Please transcribe every entry below exactly as written.

* [DATASET RECORDS]:
+++++
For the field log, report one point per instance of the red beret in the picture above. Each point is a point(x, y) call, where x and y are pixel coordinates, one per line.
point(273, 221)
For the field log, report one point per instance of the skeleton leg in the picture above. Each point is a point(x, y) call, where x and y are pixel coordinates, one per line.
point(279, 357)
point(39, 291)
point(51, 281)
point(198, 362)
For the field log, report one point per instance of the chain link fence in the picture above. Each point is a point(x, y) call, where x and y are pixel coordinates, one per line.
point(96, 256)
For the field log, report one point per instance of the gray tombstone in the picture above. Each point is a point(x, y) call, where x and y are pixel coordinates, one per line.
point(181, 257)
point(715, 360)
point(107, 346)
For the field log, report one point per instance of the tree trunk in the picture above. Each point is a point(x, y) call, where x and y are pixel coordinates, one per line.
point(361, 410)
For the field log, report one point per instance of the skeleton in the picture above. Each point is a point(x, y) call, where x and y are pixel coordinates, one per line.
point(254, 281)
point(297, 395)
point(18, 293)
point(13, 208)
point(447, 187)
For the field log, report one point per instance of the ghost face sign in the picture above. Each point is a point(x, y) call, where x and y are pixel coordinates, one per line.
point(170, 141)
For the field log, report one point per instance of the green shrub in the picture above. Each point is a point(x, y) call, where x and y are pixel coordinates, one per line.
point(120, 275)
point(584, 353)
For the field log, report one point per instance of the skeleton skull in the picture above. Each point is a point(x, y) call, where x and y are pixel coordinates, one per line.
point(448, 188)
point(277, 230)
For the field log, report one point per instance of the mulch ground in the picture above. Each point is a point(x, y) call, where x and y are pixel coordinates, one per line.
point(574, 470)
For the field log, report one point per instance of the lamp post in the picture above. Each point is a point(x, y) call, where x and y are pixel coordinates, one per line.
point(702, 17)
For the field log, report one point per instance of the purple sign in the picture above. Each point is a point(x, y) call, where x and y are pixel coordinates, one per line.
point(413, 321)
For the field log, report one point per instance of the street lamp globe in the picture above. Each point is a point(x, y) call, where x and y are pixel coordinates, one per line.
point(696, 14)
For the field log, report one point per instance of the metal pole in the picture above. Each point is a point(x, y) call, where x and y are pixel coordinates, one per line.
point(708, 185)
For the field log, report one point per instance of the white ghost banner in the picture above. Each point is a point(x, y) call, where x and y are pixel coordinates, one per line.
+++++
* [EXERCISE SOLUTION]:
For the field log, report one point per instance of the red beret in the picture above. Each point is a point(x, y) call, where x and y are pixel coordinates, one per line.
point(273, 221)
For the field log, report one point per instance of the skeleton leg in the picture above. Each point is a point(x, y) call, where x and y are pixel coordinates, one per line.
point(279, 357)
point(39, 291)
point(51, 281)
point(198, 362)
For the field log, report one point per instance of the chain link fence in the picture above. Each point is a point(x, y) call, where x and y are pixel coordinates, one per line.
point(96, 256)
For the field log, report one point per instance of the gray tombstone in the picture above. Each point is a point(x, y) call, where x and y are pixel coordinates, one per line.
point(181, 257)
point(715, 360)
point(107, 346)
For the field log, report one point per instance of the tree trunk in the picture above. Each point is a point(x, y) call, where x and y are pixel coordinates, one per line.
point(361, 410)
For the field log, report one point per instance of the skeleton in the picture above. Each point is a point(x, y) call, where x and y are pixel coordinates, one per line.
point(254, 281)
point(297, 395)
point(18, 293)
point(13, 208)
point(447, 187)
For the field log, report one point per instance of the ghost face sign in the picture above. Each point is a point(x, y) call, where x and y are pixel coordinates, one per line.
point(170, 141)
For the field log, report one point per instance of the green shrub in the picture above. Each point is a point(x, y) call, where x and y are pixel coordinates, one per line.
point(120, 275)
point(584, 353)
For the field log, report one point per instance of the skeleton skull in the picture above. Each point is a point(x, y) call, where x and y are pixel coordinates, one per line.
point(448, 188)
point(277, 230)
For the field log, report one point per instance of the mulch ground in the picture above. Each point is a point(x, y) call, where x and y are pixel coordinates, one per line.
point(574, 470)
For the field log, report one point per instance of the lamp post in the picture above. Each point is a point(x, y) call, where x and y are pixel coordinates, one per line.
point(702, 17)
For the field log, report one point per instance of the purple sign in the picture above. Each point is a point(x, y) call, where x and y are pixel coordinates, one per line.
point(413, 321)
For the field log, report one point per instance of the street lamp globe in the picture above. Each point is a point(x, y) call, where x and y are pixel coordinates, one per line.
point(696, 14)
For the field log, report one point per instance of the metal pole in the picture above. Each point is a point(x, y) call, where x and y are pixel coordinates, one per line.
point(708, 185)
For the field log, report one point per instance of the white ghost banner in the picture above. Each point is a point(x, y) call, where x and y are pixel coordinates, one per line.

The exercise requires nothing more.